TESTO DI PARTENZA —

Recuperando ed elaborando i materiali riguardanti la composita partitura del testo a partire dall’edizione del 1941, comprese le fonti che hanno ispirato i temi principali e le nove canzoni previste, la regia rielabora una nuova versione di Madre Courage dalle forti componenti musicali, dove parola, corpo e musica si fondono per ritrarre un’umanità che somiglia così tanto al nostro presente. Si tratta di uno spettacolo visionario, in cui i celebri songs di Brecht e la musica di Paul Dessau sono trasformati in una travolgente sequenza di brani dallo stile eclettico – dal suono classico contemporaneo all’elettronica – con l’intento di non tradire la forza dirompente che quelle musiche ebbero in epoca espressionista.

DATI ESTRATTI —
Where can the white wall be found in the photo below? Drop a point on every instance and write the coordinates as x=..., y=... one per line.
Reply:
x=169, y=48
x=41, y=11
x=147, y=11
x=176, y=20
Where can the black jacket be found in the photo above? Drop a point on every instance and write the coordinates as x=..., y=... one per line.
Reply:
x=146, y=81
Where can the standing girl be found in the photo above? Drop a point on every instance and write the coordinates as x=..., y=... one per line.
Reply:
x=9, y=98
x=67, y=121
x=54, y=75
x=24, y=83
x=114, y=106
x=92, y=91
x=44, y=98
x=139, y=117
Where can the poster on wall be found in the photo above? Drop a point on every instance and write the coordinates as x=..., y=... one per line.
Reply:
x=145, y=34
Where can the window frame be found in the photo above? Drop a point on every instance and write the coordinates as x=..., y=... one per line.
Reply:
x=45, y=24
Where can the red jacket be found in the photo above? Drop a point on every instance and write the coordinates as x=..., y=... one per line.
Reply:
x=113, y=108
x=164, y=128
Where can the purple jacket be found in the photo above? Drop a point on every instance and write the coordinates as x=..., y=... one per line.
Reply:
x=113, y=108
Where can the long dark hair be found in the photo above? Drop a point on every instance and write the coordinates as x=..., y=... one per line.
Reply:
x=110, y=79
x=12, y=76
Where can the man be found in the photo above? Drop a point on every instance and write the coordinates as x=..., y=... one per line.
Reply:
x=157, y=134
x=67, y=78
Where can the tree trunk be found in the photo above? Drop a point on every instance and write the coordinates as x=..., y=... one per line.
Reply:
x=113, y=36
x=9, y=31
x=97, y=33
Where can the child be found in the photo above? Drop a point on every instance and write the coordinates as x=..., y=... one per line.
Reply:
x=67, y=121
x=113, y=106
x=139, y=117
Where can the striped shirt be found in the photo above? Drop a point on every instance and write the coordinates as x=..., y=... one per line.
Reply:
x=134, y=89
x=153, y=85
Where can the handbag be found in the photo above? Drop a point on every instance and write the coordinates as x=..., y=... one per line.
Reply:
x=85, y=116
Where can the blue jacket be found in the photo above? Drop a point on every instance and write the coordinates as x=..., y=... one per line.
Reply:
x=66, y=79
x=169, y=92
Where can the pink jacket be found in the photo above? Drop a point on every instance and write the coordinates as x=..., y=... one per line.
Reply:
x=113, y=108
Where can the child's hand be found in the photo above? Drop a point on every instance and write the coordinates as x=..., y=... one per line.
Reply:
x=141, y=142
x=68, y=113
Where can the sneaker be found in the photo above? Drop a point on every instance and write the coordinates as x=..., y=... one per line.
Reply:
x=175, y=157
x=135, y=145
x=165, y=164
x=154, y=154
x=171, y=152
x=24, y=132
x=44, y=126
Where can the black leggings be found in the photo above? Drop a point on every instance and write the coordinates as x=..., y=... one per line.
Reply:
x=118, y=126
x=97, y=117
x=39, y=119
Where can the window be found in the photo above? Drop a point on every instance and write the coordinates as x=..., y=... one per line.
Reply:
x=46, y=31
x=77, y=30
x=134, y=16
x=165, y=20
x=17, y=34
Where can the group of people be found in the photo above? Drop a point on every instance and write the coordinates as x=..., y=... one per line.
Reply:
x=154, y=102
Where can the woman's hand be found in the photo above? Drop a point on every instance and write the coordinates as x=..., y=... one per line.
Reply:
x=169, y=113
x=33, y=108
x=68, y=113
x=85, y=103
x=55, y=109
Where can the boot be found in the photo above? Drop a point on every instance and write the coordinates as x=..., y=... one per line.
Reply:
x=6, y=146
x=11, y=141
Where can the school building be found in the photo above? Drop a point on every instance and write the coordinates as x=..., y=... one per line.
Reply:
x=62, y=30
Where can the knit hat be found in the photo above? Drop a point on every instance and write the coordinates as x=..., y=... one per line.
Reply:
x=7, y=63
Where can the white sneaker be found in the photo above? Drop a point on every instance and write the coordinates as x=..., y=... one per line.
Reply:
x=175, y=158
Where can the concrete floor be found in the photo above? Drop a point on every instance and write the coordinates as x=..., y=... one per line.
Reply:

ESERCIZI DA SVOLGERE —
(A) Quali elementi si fondono, secondo il testo sullo spettacolo di Madre Courage, per ritrarre un'umanità simile al nostro presente? Elencali tutti.
(B) Prosegui il testo sullo spettacolo di Madre Courage partendo dopo la sua ultima frase.

RISPOSTE IN ORDINE —
(A) parola, corpo, musica

(B)
Il testo brechtiano racchiude diverse contraddizioni, a partire dal fatto che Madre Courage si sforza di proteggere i suoi figli dalla guerra, grazie alla quale lei stessa vive e guadagna, ma li perde inesorabilmente uno dopo l’altro. La donna e il suo carro sono emblemi di questa distorsione esclusivamente umana, dove la paura della morte si sconfigge entrando in una economia di morte. L’identità femminile del personaggio si scardina da modelli e aspettative già date, dall’obbligo di una responsabilità materna infinita ed “eterna”, aprendosi alla possibilità di una figura forse anche sgradevole, sospesa sulla soglia tra bene e male.

È un’opera definitiva sulle guerre di tutti i tempi che rimanda all’idea dell’apocalisse, con Madre Courage che incarna la figura di una sopravvissuta fra i sopravvissuti, in un tempo distopico dove l’essere umano è capace di abituarsi addirittura alla sua stessa fine, in un mondo che già non c’è più, ma dove i riti sociali (il conflitto, il potere, il commercio) rimangono e si rinnovano.

In una nota del ’49, alla vigilia della storica messinscena di Berlino, Brecht precisa i punti essenziali di questo testo: “Che in una guerra non sono i piccoli che fanno i grossi affari. Che la guerra – che non è altro che un tipo di commercio ma con altri mezzi – trasforma tutte le virtù umane in una forza di morte anche in chi le possiede. Che nessun sacrificio è troppo grande per combatterla comunque”.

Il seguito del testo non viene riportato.